▶ [Tarefas a realizar]
1/ No texto sobre a biografia de Karl e Jenny Marx, quanto tempo Mary Gabriel dedicou à leitura e à pesquisa para escrever o livro?
2/ Por favor, escreva a continuação do texto sobre a biografia de Karl e Jenny Marx, começando logo após a última frase apresentada.

Amor e capital


                                                                                                                     Jaldes Meneses

            Passei 15 dias dedicados à leitura das cerradas 957 páginas de “Amor e capital”, biografia escrita por Mary Gabriel (ex-editora da agência de notícias Reuters) recém lançada no Brasil, que abandonou o bom emprego para passar oito anos na incerta ocupação de ler e pesquisar em livros e arquivos empoeirados a saga da família Karl e Jenny Marx.

Não se trata de assunto inédito. Vários escritores, sem mencionar as hagiografias da antiga Editorial Progresso de Moscou, já se ocuparam dos dramas dos Marx. Li várias biografias de Jenny e Marx. De memória, recordo o belo livro de Edmund Wilson, “Rumo à estação Finlândia”. Embora não seja precisamente uma biografia de Marx, “mas de homens que fizeram ou escreveram a história” (de Michelet a Lênin), o livro de 1940, continha, em época de documentação guardada a sete chaves nos porões russos, muitos dos elementos de vida privada explorados nas atuais biografias. Lá já estão registrados dramas como o filho que Marx jamais assumiu e o suicídio de duas filhas. Um dos mais importantes críticos literários americanos do século XX, Wilson estava longe de ser um comunista, mais expressava a consciência liberal em plena segunda guerra mundial, que lia Marx com respeito e admitia uma aliança estratégica com a União Soviética contra o nazismo.

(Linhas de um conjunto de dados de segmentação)
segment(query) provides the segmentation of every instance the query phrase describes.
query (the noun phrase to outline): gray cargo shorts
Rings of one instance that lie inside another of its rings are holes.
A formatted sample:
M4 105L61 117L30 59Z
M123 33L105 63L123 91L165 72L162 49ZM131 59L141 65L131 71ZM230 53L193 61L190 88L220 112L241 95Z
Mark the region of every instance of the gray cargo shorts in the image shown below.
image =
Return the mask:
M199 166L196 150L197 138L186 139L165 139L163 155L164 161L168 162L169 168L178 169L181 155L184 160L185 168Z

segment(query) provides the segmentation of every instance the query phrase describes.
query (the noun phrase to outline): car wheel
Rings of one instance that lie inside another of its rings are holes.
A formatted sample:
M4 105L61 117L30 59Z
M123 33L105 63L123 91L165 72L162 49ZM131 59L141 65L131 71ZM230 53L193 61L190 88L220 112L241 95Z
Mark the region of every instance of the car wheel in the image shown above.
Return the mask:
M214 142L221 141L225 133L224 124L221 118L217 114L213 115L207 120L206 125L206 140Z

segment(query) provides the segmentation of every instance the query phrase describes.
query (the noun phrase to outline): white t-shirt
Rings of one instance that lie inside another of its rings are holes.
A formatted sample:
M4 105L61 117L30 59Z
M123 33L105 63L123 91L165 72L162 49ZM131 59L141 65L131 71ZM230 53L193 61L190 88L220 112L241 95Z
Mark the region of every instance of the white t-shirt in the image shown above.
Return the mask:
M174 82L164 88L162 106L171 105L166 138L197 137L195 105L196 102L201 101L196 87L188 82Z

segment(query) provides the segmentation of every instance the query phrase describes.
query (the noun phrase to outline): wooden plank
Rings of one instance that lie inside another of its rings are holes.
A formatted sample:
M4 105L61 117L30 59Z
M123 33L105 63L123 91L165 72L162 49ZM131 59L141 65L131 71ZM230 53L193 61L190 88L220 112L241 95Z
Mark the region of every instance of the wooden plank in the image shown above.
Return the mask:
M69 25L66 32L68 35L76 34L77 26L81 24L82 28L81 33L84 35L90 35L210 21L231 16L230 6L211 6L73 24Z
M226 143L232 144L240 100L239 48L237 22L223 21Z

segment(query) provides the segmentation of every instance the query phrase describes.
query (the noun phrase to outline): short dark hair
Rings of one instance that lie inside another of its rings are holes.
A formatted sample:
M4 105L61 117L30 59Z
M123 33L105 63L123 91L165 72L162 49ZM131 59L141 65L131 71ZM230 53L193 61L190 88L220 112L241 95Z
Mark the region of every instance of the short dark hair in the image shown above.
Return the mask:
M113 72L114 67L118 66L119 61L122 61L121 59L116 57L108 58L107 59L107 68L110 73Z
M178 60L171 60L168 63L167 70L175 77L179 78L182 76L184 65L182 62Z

▶ [Respostas por tarefa]
1/ Oito anos.

2/
Na década de oitenta, de explosão no mundo acadêmico dos estudos feministas de gênero, foram publicados um série de estudos no qual se mostrava Marx como um machão chauvinista, que subordinou, através do matrimônio, uma mulher inteligente e belíssima a seus caprichos. Desses livros, sem dúvida o mais representativo é o de Françoise Giroud, “A mulher do diabo”. Embora se pretenda uma leitura libertária, o interessante é que esse tipo de literatura, ao excomungar o “diabo”, paradoxalmente coincidia nos principais tópicos com o tipo de apreciação anticomunista, que espalhavam o pânico às ideias do “mouro satânico”.

Há uma suave contradição, imposta pelo tempo, entre alguns escritos – principalmente as incursões antropológicas – de Marx e Engels e a forma familiar adotada pelos Marx. Os socialistas do século XIX pregavam a dissolução da família monogâmica. As sociabilidades do futuro, ninguém sabe ao certo quais serão, embora as possibilidades, previstas por Marx de substituição do trabalho abstrato pelo trabalho associado– vale dizer, o comunismo –, deverão em contrapartida, alterar radicalmente os elementos que ligam a família à perpetuação da propriedade privada.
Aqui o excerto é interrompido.